REQUIRED TASK
Copy the records below word for word, starting with the line that contains "Where can the green ground" and continuing through the line that contains "Target: green ground cover", and copy nothing else.

DATA RECORDS
☆ ☆ ☆ ☆ ☆

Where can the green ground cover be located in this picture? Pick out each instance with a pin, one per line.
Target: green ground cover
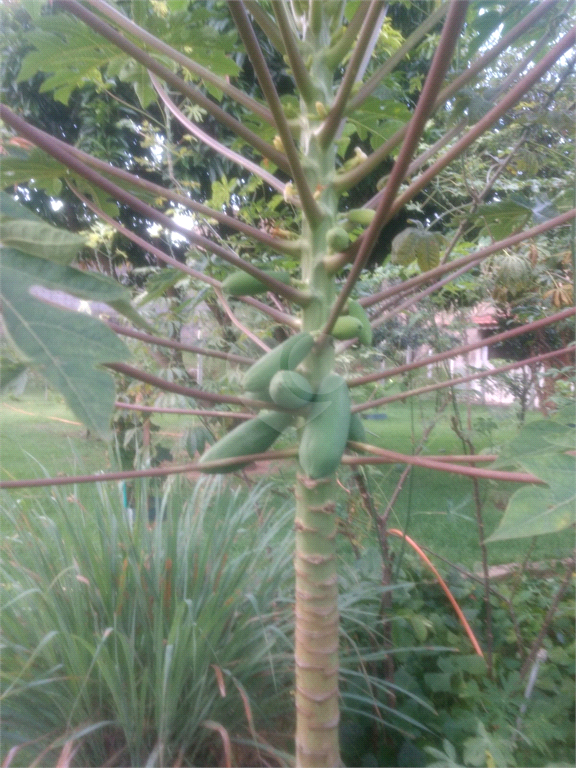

☆ ☆ ☆ ☆ ☆

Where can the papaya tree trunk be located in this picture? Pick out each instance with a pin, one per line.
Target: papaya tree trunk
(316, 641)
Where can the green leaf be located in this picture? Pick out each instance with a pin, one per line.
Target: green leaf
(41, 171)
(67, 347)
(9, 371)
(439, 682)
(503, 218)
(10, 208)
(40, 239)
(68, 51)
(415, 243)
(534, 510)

☆ ☆ ☆ ☆ ☆

SOLUTION FOR THIS PROBLEM
Where can the green ground cover be located in this picture? Pick out each instance with a pin, one per line.
Target: green ground cover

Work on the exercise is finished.